▶ **REQUIREMENTS**: Convert every line of the rows below into a Markdown table with two columns, Number and Text, holding each line's number and the line itself. Leave out blank lines.

.....

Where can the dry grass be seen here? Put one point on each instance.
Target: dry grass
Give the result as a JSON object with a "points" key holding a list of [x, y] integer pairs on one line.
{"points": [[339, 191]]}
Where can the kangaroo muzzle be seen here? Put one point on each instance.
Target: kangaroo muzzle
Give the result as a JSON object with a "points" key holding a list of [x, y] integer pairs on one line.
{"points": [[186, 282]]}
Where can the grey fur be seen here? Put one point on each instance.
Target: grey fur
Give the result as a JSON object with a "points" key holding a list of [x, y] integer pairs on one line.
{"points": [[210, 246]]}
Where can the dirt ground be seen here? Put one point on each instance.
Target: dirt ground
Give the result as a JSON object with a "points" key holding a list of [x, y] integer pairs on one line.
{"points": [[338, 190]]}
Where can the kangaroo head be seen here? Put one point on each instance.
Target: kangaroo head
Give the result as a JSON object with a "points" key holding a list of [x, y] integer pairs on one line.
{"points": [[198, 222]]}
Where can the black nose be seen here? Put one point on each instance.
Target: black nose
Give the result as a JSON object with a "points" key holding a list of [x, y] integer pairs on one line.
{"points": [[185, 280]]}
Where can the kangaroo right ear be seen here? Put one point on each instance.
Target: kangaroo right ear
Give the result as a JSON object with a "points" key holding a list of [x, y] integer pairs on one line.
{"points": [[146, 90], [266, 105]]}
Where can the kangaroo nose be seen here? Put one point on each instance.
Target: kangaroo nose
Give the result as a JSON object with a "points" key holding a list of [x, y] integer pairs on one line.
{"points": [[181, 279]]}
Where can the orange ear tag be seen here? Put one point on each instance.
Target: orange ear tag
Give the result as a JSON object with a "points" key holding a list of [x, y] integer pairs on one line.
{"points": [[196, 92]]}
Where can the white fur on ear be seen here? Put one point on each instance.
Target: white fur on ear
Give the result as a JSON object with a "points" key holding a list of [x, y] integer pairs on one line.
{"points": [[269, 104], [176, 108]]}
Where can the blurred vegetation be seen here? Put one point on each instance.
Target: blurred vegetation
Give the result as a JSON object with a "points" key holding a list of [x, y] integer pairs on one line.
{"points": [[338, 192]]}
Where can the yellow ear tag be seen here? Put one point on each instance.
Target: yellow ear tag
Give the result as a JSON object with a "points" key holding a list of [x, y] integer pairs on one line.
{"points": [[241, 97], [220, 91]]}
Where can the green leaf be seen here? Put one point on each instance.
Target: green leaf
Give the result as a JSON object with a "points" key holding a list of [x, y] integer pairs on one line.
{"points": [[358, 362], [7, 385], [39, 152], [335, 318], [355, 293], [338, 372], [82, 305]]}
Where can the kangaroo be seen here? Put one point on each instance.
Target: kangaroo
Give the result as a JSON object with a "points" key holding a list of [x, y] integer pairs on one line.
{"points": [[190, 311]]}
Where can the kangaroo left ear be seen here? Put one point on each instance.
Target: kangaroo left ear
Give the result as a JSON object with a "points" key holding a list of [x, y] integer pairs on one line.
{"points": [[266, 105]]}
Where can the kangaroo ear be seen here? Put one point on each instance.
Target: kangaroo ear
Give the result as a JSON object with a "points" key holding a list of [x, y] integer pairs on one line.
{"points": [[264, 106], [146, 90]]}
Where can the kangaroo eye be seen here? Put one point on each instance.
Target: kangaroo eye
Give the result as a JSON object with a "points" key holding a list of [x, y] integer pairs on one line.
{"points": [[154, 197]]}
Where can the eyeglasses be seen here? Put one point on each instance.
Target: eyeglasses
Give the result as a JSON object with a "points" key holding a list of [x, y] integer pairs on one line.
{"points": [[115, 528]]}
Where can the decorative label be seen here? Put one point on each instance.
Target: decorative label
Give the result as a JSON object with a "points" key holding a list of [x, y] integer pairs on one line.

.....

▶ **ANSWER TO THIS EXERCISE**:
| Number | Text |
|---|---|
| 1 | Where can the dry grass be seen here? Put one point on each instance. |
| 2 | Target: dry grass |
| 3 | Give the result as a JSON object with a "points" key holding a list of [x, y] integer pairs on one line. |
| 4 | {"points": [[339, 191]]} |
| 5 | Where can the kangaroo muzzle be seen here? Put one point on each instance. |
| 6 | Target: kangaroo muzzle |
| 7 | Give the result as a JSON object with a "points" key holding a list of [x, y] integer pairs on one line. |
| 8 | {"points": [[186, 282]]} |
| 9 | Where can the grey fur be seen here? Put one point on each instance. |
| 10 | Target: grey fur |
| 11 | Give the result as a JSON object with a "points" key holding a list of [x, y] integer pairs on one line. |
| 12 | {"points": [[210, 246]]} |
| 13 | Where can the dirt ground be seen here? Put one point on each instance. |
| 14 | Target: dirt ground |
| 15 | Give the result as a JSON object with a "points" key holding a list of [x, y] integer pairs on one line. |
| 16 | {"points": [[338, 190]]} |
| 17 | Where can the kangaroo head be seen here? Put one point on each instance. |
| 18 | Target: kangaroo head |
| 19 | Give the result as a JSON object with a "points" key holding a list of [x, y] integer pairs on one line. |
| 20 | {"points": [[198, 222]]} |
| 21 | Where can the black nose be seen here? Put one point on each instance. |
| 22 | Target: black nose |
| 23 | Give the result as a JSON object with a "points" key holding a list of [x, y] integer pairs on one line. |
| 24 | {"points": [[185, 280]]} |
| 25 | Where can the kangaroo right ear be seen here? Put one point on each instance. |
| 26 | Target: kangaroo right ear |
| 27 | Give the result as a JSON object with a "points" key holding a list of [x, y] integer pairs on one line. |
| 28 | {"points": [[146, 90], [266, 105]]} |
| 29 | Where can the kangaroo nose be seen here? Put one point on each instance. |
| 30 | Target: kangaroo nose |
| 31 | Give the result as a JSON object with a "points" key holding a list of [x, y] integer pairs on one line. |
| 32 | {"points": [[181, 279]]} |
| 33 | Where can the orange ear tag be seen here? Put one point on each instance. |
| 34 | Target: orange ear tag |
| 35 | Give the result as a JSON object with a "points" key holding a list of [x, y] integer pairs on one line. |
| 36 | {"points": [[196, 92]]} |
| 37 | Where can the white fur on ear be seen here? Put one point on each instance. |
| 38 | Target: white fur on ear |
| 39 | Give the result as a JSON object with a "points" key holding a list of [x, y] integer pairs on one line. |
| 40 | {"points": [[269, 104], [176, 108]]} |
| 41 | Where can the blurred vegetation be seen here? Put one point on each instance. |
| 42 | Target: blurred vegetation |
| 43 | Give the result as a JSON object with a "points" key holding a list of [x, y] integer pairs on one line. |
| 44 | {"points": [[338, 192]]} |
| 45 | Where can the yellow ear tag be seen here? Put one point on each instance. |
| 46 | Target: yellow ear tag |
| 47 | Give the result as a JSON object with a "points" key holding a list of [x, y] integer pairs on one line. |
| 48 | {"points": [[241, 97], [220, 91]]} |
| 49 | Where can the green leaf be seen here? Put one point on each instance. |
| 50 | Target: green leaf |
| 51 | Give the result as a JSON object with a "points" key holding a list of [x, y] integer pairs on one line. |
| 52 | {"points": [[358, 362], [7, 385], [39, 152], [335, 318], [355, 293], [338, 372], [82, 305]]} |
| 53 | Where can the kangaroo be seen here? Put one point on each instance. |
| 54 | Target: kangaroo |
| 55 | Give the result as a JSON object with a "points" key holding a list of [x, y] integer pairs on one line. |
| 56 | {"points": [[190, 311]]} |
| 57 | Where can the kangaroo left ear be seen here? Put one point on each instance. |
| 58 | Target: kangaroo left ear |
| 59 | Give the result as a JSON object with a "points" key holding a list of [x, y] integer pairs on one line. |
| 60 | {"points": [[266, 105]]} |
| 61 | Where can the kangaroo ear be seen here? Put one point on each instance. |
| 62 | Target: kangaroo ear |
| 63 | Give the result as a JSON object with a "points" key holding a list of [x, y] integer pairs on one line. |
| 64 | {"points": [[264, 106], [146, 90]]} |
| 65 | Where can the kangaroo eye be seen here? Put one point on each instance. |
| 66 | Target: kangaroo eye |
| 67 | Give the result as a JSON object with a "points" key holding a list of [x, y] integer pairs on one line. |
| 68 | {"points": [[154, 197]]} |
| 69 | Where can the eyeglasses be seen here? Put one point on each instance. |
| 70 | Target: eyeglasses |
| 71 | Give the result as a JSON object with a "points" key holding a list of [x, y] integer pairs on one line. |
| 72 | {"points": [[115, 528]]} |
| 73 | Where can the decorative label be seen here? Put one point on each instance. |
| 74 | Target: decorative label |
| 75 | Give the result as a JSON object with a "points" key holding a list of [x, y] integer pairs on one line. |